__PASSAGE PROVIDED__:
Showing posts with label chi kung. Show all posts
Showing posts with label chi kung. Show all posts

Wednesday, 7 January 2015

The Benefits of Slow, Coordinated Movement for Health

When we think about exercise, we probably think of moving fast as being the thing; we might even think that the faster we move, the harder we push, the greater the benefit. But hold your horses! There are compelling reasons why spending some time on slow co-ordinated movement, such as in Chi Kung or Tai Chi, can bring benefits that we don’t get from going quicker.
One of these reasons is that when we move slowly we can move more accurately and with a much greater sensitivity to the actual experience of moving; we can have a greater sense of what is actually happening anatomically.
For instance, it may be that there are some movements which we are no longer able to do, that the range of movement of our limbs is restricted, possibly in ways which we are not even aware of. We may have come habitually to avoid certain movements, or shades of movement, without even realising it. Maybe we never completely flex our shoulder anymore; maybe we never turn our head 90 degrees to the left, maybe we never externally rotate our right leg. We probably used to be able to do these things, at least when we were a child, but gradually we have seized up in certain places, some muscles have become too tight whilst others are a bit weak and underused.
In fast moving exercise we don’t have a chance to notice these restrictions; we might even be under the impression that we are, say, fully flexing our shoulder when if we watched ourselves in a mirror we would notice that we only get to about 160 degrees, and that our arm is pulling out to the side a bit as well. When we are moving fast our sense of proprioception (which gives us our knowledge of where various parts of our body are in relation to each other) is not so accurate. Also, if we do try to push through the restriction with a fast movement, we will probably injure ourselves; our body is avoiding a certain movement or position for a reason, after all.
Slow movement, however, gives us a precious opportunity to explore our range of movement, to become aware of these areas of restriction, even subtle restrictions, and work on them. When moving slowly, we are much better equipped to exert the appropriate level of force, enough to push a little further into the restriction but not enough to sprain a ligament or strain a muscle or tendon. We can gradually restore our range of movement without injuring ourselves. Moving slowly we can feel where the restriction lies and gradually open it up.
This is perhaps particularly important as we get older. It is shocking how much movement many people lose as they move through middle age and beyond, but it does not have to be that way. Slow, deliberate movement is the way to maintain and even enhance our range of movement as the years pass. The Chinese have a saying about a door hinge not rusting if the door is repeatedly opened and closed, which is taken to mean that if we keep putting our joints through their natural movements, they will not seize up. We can do this most efficiently by moving slowly and mindfully, exploring any restrictions and gently working on them.
Moving slowly, then, gives us a precious learning opportunity; we can get to know our body quite intimately, a whole lot more intimately than we do with faster movement. As well as being quite useful, moving slowly is also surprisingly satisfying. The human body is really a rather amazing thing. Even what seems like the simple act of flexing the shoulder is a minor miracle of bio-mechanics and co-ordination. The enhanced sensitivity of slow movement can also make it intensely pleasurable.

__EXERCISE SET__:
1. Write out the part of the post on slow movement from "Wednesday, 7 January" up to and including "actually happening anatomically.".
2. According to the post on slow movement, why can restrictions in our range of movement go unnoticed during fast exercise? Answer in one to three sentences.
Answer from the post on slow movement alone.

__RAW RECORDS__:
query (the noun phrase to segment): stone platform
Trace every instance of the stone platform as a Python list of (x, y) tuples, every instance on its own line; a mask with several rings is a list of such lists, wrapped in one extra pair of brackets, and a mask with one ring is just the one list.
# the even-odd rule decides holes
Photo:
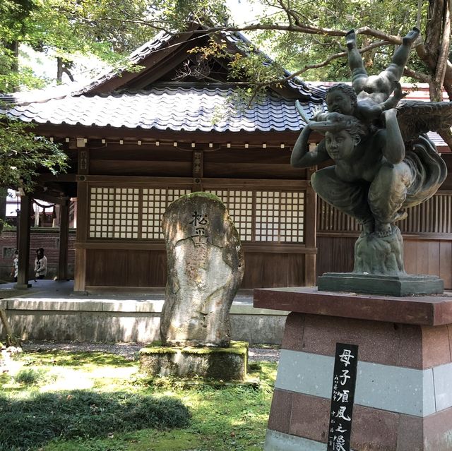
[(256, 289), (286, 321), (266, 451), (326, 451), (337, 342), (356, 344), (354, 451), (452, 450), (452, 296)]
[[(26, 290), (0, 285), (4, 308), (23, 340), (150, 342), (160, 339), (165, 289), (143, 292), (103, 287), (73, 291), (73, 282), (38, 280)], [(232, 339), (280, 344), (288, 312), (256, 308), (252, 292), (239, 291), (230, 311)], [(0, 322), (0, 340), (3, 330)]]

__OUTPUTS__:
1.
Wednesday, 7 January 2015

The Benefits of Slow, Coordinated Movement for Health

When we think about exercise, we probably think of moving fast as being the thing; we might even think that the faster we move, the harder we push, the greater the benefit. But hold your horses! There are compelling reasons why spending some time on slow co-ordinated movement, such as in Chi Kung or Tai Chi, can bring benefits that we don’t get from going quicker.
One of these reasons is that when we move slowly we can move more accurately and with a much greater sensitivity to the actual experience of moving; we can have a greater sense of what is actually happening anatomically.

2. When we move fast, our proprioception is less accurate. Proprioception is our sense of where parts of the body are in relation to each other. As a result, we may believe we are fully flexing a shoulder when we only reach about 160 degrees and the arm is pulling out to the side.